··· Listed entries ···

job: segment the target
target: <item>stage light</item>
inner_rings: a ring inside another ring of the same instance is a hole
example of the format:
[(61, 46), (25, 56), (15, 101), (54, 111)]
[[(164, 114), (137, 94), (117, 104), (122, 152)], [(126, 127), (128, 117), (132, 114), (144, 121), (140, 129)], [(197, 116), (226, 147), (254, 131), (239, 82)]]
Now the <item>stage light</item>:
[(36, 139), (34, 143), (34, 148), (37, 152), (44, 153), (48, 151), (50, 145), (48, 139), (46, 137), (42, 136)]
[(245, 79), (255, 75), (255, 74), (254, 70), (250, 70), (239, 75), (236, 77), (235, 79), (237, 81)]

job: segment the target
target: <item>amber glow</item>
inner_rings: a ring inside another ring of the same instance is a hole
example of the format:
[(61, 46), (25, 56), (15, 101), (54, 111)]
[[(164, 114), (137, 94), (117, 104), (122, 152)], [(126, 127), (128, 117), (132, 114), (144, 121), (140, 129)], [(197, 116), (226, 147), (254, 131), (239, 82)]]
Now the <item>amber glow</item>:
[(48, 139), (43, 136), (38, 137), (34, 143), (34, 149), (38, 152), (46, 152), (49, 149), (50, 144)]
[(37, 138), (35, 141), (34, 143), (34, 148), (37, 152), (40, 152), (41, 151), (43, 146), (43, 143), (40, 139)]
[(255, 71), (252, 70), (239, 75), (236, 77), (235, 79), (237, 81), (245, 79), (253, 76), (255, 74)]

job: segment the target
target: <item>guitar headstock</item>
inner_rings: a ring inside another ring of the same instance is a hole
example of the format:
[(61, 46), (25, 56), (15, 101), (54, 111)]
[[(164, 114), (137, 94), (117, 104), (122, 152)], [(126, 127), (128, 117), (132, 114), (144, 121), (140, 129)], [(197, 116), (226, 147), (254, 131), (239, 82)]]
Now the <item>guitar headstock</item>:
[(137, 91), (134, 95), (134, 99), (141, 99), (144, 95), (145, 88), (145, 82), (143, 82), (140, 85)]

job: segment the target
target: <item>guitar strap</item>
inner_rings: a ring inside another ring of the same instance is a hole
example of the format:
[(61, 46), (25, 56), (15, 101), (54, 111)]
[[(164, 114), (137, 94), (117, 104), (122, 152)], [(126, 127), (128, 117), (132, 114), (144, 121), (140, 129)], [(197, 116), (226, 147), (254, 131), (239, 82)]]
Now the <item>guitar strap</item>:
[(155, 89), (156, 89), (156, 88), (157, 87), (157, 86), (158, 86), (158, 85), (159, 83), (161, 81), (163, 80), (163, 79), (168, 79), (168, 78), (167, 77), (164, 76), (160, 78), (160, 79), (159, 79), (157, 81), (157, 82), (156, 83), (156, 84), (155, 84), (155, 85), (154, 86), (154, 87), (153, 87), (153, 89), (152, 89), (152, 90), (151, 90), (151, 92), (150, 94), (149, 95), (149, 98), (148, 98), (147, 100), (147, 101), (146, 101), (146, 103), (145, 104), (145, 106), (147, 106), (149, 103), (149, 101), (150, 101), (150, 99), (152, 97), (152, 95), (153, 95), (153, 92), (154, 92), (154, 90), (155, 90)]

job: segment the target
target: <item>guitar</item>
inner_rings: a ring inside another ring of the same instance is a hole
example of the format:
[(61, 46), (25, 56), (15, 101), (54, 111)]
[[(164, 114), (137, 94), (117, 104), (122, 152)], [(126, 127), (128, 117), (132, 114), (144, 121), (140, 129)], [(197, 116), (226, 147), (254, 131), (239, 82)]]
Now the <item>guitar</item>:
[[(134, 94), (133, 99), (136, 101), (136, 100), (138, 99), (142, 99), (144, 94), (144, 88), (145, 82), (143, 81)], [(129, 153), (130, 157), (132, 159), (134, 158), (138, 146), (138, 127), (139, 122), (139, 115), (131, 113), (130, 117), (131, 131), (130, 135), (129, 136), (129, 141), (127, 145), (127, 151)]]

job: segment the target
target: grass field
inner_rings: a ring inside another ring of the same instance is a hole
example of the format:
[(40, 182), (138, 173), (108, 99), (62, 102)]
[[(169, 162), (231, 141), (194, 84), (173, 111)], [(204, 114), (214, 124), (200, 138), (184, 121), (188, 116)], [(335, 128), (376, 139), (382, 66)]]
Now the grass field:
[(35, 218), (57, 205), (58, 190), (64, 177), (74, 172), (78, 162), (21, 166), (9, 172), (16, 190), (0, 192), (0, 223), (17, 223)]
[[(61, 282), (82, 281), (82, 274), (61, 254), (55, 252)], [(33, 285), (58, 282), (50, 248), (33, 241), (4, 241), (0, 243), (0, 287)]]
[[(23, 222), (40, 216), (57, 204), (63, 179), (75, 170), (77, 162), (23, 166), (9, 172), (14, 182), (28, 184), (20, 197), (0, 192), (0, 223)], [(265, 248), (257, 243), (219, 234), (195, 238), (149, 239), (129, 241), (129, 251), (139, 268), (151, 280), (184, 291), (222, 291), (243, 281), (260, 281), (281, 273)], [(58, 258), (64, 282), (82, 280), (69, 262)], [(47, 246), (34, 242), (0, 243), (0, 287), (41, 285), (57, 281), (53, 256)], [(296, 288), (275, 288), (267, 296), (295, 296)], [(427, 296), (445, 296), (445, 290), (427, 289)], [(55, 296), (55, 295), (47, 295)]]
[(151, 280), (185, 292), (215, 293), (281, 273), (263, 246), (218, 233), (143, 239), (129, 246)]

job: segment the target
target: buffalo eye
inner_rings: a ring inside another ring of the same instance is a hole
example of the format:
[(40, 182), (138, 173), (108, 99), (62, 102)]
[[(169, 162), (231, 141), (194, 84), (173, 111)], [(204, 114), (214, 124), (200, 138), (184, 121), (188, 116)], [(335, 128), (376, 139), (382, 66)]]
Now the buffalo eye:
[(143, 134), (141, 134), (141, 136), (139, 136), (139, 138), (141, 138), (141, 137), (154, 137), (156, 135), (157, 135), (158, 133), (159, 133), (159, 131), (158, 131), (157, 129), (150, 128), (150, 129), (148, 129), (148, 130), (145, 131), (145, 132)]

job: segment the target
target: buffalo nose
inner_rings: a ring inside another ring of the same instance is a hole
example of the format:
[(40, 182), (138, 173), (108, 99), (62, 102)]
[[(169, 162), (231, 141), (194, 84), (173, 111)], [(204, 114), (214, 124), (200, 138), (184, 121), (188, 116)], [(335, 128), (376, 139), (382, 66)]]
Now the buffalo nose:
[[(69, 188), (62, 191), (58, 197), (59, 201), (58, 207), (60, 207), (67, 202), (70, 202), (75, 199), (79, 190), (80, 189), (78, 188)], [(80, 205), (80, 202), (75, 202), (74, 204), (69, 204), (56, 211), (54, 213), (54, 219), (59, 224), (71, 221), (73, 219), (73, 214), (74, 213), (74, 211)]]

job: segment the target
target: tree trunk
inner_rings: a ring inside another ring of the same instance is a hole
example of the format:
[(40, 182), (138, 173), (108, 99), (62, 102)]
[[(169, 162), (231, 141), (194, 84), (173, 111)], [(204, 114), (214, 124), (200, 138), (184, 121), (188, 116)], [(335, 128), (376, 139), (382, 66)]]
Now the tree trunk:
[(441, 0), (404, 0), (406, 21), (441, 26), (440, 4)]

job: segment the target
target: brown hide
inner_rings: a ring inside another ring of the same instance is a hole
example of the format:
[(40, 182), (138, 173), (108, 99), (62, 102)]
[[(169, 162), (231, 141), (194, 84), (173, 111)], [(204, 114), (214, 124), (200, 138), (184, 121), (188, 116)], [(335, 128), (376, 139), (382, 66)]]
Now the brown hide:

···

- Task objective -
Express everything from the start of the data down to and including the line containing "76), (255, 74)]" as a Markdown table with the columns Row and Line. Number each line and leave out blank lines.

- Result -
| Row | Line |
|---|---|
| 1 | job: segment the target |
| 2 | target: <item>stage light</item> |
| 3 | inner_rings: a ring inside another ring of the same instance is a hole |
| 4 | example of the format: |
| 5 | [(61, 46), (25, 56), (15, 101), (54, 111)] |
| 6 | [[(164, 114), (137, 94), (117, 104), (122, 152)], [(126, 127), (128, 117), (132, 114), (144, 121), (140, 129)], [(197, 116), (226, 147), (254, 131), (239, 82)]] |
| 7 | Now the <item>stage light</item>: |
| 8 | [(36, 139), (34, 143), (34, 148), (37, 152), (44, 153), (48, 151), (50, 145), (48, 139), (46, 137), (42, 136)] |
| 9 | [(245, 79), (255, 75), (255, 74), (254, 70), (250, 70), (239, 75), (236, 77), (235, 79), (237, 81)] |
| 10 | job: segment the target |
| 11 | target: <item>amber glow</item> |
| 12 | inner_rings: a ring inside another ring of the same instance is a hole |
| 13 | example of the format: |
| 14 | [(61, 46), (25, 56), (15, 101), (54, 111)] |
| 15 | [[(164, 114), (137, 94), (117, 104), (122, 152)], [(126, 127), (128, 117), (132, 114), (144, 121), (140, 129)], [(197, 116), (226, 147), (254, 131), (239, 82)]] |
| 16 | Now the <item>amber glow</item>: |
| 17 | [(48, 139), (43, 136), (38, 137), (34, 143), (34, 149), (38, 152), (46, 152), (49, 149), (50, 144)] |
| 18 | [(37, 138), (35, 141), (34, 143), (34, 148), (37, 152), (40, 152), (41, 151), (43, 146), (43, 143), (40, 139)] |
| 19 | [(255, 71), (252, 70), (239, 75), (236, 77), (235, 79), (237, 81), (245, 79), (253, 76), (255, 74)] |